Go to the line in the entries below that holds "Annotate any visible man's forearm." and repeat exactly from there through the line that holds "Annotate any visible white calico", inclusive.

____

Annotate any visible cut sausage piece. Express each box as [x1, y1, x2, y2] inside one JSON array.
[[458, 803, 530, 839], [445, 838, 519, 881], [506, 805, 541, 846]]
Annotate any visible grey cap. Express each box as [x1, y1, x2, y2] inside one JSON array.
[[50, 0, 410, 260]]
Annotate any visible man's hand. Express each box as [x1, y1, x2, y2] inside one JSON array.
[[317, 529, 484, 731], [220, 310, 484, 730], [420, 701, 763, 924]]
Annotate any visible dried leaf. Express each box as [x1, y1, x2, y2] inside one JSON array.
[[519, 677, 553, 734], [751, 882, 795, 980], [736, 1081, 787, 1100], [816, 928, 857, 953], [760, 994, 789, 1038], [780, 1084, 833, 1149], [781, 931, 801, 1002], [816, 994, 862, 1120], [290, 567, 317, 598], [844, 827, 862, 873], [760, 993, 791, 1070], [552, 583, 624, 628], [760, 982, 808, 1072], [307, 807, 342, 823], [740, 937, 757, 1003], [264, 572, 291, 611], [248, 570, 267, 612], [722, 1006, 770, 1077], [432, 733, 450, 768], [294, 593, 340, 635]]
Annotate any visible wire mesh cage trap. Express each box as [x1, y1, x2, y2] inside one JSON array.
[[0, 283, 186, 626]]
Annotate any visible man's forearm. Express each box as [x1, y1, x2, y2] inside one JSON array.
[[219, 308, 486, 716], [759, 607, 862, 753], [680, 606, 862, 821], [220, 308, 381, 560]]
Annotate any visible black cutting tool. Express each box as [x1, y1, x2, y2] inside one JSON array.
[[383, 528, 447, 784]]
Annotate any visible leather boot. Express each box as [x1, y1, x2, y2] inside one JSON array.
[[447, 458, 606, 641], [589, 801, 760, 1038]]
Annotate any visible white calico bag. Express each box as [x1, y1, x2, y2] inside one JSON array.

____

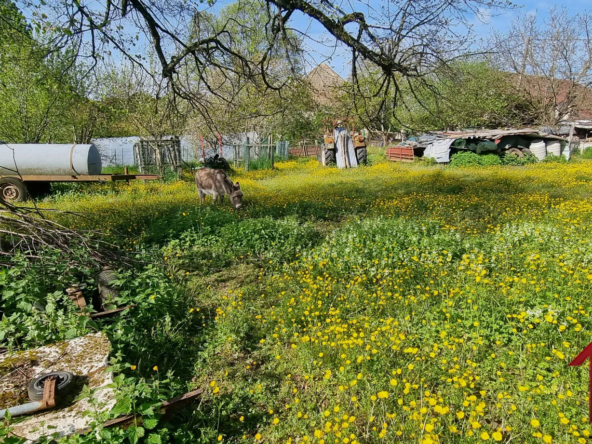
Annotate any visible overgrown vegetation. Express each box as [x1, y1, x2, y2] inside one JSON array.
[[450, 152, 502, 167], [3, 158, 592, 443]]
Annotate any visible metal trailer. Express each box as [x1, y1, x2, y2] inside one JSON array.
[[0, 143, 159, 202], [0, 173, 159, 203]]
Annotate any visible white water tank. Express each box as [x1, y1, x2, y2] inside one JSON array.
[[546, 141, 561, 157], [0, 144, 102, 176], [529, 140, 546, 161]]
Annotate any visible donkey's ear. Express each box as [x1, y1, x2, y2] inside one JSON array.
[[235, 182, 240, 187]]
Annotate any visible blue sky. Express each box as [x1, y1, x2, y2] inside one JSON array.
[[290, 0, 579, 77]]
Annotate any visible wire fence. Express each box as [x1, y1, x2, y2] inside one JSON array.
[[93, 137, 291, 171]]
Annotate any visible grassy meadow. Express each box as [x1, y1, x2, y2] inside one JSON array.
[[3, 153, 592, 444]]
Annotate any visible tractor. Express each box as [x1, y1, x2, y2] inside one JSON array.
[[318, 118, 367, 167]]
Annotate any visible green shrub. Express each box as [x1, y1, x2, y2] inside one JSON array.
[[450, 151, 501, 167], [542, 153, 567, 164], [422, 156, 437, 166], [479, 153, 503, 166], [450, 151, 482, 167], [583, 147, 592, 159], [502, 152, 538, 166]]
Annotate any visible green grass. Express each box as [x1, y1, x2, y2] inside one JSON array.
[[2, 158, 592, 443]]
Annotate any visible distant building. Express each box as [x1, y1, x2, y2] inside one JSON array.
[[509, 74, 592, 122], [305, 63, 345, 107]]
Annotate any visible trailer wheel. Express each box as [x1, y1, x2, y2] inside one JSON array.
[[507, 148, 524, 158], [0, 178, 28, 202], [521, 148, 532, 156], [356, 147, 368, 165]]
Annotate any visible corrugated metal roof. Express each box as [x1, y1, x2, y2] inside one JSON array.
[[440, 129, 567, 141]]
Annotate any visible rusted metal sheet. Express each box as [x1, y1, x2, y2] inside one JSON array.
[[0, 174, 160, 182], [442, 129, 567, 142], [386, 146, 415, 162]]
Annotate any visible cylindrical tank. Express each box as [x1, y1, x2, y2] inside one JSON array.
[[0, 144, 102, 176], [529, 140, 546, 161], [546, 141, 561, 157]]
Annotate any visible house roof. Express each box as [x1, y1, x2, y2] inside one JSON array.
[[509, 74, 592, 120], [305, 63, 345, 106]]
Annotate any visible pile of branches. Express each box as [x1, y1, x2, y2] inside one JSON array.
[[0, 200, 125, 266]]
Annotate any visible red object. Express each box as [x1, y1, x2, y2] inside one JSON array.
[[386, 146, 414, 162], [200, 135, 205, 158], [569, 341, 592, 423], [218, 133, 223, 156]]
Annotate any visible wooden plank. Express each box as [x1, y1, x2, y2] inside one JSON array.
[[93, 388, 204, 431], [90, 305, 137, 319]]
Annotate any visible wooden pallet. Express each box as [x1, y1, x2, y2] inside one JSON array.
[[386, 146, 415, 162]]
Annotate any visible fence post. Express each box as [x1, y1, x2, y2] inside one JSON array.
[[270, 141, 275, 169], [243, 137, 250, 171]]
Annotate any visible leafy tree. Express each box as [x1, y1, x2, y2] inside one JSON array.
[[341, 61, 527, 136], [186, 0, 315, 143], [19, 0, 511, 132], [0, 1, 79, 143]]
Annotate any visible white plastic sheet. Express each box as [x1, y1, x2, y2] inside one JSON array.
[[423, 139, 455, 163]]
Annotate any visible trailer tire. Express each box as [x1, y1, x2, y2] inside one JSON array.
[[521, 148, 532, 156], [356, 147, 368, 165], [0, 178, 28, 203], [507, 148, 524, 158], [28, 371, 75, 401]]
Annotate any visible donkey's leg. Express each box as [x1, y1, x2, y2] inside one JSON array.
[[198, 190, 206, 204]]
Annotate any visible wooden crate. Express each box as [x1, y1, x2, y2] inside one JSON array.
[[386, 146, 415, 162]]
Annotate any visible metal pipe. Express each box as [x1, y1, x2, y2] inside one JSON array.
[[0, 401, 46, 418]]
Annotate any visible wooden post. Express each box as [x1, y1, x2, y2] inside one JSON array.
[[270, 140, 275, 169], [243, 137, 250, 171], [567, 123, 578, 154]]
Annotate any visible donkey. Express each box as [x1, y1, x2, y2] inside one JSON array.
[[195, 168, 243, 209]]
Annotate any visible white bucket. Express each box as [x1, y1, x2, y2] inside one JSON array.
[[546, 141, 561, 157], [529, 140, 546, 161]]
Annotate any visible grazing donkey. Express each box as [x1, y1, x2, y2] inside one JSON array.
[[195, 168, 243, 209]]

____

■ **YOUR RESPONSE**
Annotate any visible man's forearm. Express each box as [x1, y1, x2, y2] inside one JSON array.
[[219, 308, 486, 716], [759, 607, 862, 753], [680, 606, 862, 821], [220, 308, 381, 560]]
Annotate any visible black cutting tool. Express each box as [x1, y1, x2, y2] inside one JSON array.
[[383, 528, 447, 784]]
Annotate any visible leather boot. Express each box as [x1, y1, x2, y2] inside one JSON array.
[[447, 458, 606, 641], [589, 801, 760, 1038]]
Annotate any visible white calico bag. Express each box as [x1, y1, x2, y2] inside one JSON array.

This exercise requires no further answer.